■ Given data:
········

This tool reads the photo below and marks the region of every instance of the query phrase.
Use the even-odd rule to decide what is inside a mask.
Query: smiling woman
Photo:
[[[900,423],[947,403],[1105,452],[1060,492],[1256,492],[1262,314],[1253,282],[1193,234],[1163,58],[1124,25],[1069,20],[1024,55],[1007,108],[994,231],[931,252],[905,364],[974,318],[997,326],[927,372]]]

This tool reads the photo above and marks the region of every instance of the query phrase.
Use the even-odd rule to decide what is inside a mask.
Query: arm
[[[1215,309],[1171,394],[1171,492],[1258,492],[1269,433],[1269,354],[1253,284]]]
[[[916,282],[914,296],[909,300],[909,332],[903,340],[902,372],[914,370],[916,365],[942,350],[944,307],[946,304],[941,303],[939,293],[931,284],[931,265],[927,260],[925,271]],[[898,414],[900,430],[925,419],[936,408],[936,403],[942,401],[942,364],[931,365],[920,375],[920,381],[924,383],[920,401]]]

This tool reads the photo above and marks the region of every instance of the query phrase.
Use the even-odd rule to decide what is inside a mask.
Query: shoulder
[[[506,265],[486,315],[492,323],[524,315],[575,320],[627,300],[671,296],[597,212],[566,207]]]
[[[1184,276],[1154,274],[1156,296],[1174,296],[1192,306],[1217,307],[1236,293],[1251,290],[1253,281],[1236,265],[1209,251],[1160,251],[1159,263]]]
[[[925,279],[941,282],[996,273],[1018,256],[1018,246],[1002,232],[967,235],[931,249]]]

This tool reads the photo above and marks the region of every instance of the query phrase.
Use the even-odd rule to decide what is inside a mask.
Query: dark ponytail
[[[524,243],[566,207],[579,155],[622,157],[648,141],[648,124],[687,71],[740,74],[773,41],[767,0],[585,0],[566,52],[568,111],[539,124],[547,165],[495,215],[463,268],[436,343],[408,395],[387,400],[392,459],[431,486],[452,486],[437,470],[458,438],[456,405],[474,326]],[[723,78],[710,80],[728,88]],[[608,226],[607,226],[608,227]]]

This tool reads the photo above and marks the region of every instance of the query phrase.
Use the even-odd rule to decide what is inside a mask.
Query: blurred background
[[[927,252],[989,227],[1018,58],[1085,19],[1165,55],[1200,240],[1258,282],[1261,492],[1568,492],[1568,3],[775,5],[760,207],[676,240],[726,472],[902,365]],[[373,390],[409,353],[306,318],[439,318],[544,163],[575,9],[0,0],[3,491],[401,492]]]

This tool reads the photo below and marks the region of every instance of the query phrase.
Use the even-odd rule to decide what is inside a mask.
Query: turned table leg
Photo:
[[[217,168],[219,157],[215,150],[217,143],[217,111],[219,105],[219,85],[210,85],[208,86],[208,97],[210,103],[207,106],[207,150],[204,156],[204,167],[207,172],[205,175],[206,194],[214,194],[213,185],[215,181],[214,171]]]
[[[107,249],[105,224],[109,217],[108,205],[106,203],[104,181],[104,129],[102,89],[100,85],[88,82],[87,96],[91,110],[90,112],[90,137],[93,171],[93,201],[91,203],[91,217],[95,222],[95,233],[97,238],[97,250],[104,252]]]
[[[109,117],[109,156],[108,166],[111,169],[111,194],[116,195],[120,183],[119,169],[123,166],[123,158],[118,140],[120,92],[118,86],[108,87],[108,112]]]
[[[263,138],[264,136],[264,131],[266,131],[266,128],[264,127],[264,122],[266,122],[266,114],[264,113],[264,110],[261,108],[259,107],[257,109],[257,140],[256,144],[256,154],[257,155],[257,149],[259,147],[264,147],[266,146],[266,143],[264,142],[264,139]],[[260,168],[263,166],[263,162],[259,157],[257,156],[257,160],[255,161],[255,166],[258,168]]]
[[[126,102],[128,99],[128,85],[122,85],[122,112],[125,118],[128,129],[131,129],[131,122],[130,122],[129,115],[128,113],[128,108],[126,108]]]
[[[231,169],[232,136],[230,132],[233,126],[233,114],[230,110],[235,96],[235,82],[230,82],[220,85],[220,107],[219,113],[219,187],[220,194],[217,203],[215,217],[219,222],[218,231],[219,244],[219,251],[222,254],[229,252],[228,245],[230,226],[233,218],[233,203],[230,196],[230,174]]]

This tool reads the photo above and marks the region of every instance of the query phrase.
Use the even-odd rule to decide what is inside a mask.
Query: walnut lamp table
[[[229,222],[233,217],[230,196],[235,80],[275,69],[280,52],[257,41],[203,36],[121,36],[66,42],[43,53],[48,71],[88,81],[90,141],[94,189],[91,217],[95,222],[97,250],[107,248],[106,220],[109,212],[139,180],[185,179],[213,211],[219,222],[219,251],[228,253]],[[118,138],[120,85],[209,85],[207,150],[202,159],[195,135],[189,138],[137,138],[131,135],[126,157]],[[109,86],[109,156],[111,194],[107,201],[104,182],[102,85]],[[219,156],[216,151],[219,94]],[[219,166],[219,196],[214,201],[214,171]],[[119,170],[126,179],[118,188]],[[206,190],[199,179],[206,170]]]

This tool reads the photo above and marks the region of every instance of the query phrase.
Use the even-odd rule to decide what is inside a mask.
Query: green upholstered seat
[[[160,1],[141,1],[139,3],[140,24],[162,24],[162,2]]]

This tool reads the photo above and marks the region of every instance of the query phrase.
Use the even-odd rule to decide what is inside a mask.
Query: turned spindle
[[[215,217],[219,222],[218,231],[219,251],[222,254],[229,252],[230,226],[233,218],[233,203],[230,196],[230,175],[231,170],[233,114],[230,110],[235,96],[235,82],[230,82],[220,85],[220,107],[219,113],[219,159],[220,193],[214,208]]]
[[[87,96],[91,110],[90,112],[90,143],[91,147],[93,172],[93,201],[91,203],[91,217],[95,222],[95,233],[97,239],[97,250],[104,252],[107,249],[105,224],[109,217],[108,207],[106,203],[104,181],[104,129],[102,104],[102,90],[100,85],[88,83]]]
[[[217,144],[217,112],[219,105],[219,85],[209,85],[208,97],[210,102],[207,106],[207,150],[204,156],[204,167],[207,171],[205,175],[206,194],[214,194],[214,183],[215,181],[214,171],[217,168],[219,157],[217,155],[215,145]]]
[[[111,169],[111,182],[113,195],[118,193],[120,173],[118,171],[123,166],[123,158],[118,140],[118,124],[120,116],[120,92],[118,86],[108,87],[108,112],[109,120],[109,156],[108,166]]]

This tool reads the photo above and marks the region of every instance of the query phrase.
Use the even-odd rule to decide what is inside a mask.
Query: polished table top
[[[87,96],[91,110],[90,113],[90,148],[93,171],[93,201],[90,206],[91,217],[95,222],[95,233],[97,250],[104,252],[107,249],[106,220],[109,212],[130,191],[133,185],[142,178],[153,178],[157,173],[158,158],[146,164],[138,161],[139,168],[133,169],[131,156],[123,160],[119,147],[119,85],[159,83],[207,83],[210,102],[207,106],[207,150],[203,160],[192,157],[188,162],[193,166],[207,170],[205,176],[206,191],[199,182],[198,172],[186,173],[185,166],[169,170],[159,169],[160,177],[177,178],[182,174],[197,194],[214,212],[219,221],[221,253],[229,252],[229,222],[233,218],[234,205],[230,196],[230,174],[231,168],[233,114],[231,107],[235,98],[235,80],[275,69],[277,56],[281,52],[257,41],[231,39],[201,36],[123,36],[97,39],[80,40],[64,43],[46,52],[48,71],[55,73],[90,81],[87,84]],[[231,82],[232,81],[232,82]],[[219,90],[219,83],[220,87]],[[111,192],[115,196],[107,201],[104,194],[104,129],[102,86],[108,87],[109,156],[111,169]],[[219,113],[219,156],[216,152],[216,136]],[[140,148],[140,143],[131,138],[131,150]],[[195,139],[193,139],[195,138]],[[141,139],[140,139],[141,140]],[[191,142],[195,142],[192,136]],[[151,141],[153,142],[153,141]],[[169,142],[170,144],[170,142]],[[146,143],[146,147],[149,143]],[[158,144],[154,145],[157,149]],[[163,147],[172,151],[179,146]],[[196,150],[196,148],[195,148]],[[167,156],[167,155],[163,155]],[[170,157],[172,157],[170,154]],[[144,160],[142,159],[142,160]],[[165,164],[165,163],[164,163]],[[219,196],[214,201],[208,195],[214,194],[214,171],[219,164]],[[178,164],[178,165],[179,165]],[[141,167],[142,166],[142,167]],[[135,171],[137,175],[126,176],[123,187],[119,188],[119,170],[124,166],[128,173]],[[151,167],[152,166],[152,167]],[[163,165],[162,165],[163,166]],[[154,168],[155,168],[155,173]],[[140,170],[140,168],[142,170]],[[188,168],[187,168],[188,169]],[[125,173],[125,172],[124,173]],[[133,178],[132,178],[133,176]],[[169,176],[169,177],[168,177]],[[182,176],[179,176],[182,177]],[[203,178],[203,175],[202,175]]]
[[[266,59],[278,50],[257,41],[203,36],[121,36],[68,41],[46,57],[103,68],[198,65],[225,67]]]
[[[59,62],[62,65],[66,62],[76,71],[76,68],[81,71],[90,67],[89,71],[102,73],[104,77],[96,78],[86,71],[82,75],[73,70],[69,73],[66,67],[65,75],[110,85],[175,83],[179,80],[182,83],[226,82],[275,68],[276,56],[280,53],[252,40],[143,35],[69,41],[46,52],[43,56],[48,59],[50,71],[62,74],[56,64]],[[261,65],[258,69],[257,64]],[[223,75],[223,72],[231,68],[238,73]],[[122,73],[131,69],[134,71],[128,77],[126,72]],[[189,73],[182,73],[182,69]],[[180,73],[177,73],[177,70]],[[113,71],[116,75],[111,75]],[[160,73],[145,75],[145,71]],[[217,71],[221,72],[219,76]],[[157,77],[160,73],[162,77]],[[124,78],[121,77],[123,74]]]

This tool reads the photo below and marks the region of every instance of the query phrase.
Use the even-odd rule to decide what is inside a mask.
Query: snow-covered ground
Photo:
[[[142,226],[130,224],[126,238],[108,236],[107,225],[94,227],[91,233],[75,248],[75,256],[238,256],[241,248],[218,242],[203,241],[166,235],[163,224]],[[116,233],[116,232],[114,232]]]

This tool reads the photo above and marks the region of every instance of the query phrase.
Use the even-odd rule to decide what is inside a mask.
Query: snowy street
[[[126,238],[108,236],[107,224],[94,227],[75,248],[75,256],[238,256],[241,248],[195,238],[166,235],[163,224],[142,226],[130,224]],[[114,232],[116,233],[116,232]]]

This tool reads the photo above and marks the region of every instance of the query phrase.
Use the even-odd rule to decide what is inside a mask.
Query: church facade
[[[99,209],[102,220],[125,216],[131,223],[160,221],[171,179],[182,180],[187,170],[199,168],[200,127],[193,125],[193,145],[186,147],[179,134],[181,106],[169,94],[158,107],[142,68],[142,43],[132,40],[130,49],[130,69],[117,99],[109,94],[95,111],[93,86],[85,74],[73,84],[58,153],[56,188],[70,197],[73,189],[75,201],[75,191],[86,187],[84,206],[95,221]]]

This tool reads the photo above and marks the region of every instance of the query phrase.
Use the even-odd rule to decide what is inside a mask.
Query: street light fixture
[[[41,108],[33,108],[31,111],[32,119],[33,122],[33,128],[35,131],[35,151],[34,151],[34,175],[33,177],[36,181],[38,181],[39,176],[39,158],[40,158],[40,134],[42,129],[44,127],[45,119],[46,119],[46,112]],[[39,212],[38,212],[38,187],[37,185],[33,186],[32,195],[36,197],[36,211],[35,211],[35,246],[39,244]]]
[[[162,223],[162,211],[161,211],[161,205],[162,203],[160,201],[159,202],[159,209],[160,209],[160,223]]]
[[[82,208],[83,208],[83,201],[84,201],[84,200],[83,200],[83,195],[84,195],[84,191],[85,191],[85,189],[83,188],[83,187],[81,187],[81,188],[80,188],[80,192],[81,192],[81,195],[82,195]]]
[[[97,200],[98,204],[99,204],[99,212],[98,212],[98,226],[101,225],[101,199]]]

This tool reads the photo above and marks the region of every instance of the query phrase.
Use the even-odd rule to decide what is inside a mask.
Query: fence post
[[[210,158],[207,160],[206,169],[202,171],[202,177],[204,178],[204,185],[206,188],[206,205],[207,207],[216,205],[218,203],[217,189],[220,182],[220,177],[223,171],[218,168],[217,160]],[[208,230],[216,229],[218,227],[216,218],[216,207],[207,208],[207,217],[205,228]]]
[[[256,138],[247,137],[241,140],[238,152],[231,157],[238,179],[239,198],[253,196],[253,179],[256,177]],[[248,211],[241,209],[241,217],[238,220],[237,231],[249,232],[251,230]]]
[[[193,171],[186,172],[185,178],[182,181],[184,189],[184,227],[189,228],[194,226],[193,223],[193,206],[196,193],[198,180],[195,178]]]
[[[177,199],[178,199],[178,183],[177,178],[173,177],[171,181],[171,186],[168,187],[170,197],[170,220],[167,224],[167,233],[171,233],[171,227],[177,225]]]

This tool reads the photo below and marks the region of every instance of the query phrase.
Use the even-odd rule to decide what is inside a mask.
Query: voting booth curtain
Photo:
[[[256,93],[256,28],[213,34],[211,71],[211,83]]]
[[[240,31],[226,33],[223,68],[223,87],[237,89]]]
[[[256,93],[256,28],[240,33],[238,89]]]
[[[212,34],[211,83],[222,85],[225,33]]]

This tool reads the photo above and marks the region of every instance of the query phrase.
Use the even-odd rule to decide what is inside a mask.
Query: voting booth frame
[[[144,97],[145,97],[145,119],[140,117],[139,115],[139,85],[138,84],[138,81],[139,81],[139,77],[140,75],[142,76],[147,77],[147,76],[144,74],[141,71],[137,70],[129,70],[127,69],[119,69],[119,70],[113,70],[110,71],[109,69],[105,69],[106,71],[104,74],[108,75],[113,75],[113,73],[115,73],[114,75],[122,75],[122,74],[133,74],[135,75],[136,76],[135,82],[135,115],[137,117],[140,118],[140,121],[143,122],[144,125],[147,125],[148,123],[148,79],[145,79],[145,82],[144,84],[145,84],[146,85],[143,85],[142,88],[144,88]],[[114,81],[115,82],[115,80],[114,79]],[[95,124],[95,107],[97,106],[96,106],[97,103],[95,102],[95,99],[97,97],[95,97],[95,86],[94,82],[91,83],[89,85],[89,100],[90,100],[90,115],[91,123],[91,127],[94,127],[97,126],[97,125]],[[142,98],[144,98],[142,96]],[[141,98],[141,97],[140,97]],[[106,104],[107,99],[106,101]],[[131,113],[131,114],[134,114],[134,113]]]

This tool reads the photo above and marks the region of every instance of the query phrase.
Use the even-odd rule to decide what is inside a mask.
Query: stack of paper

········

■ Task goal:
Please select each line in the entries above that contains the word "turned", and copy those lines out.

■ Result for this task:
Query: turned table leg
Query: turned spindle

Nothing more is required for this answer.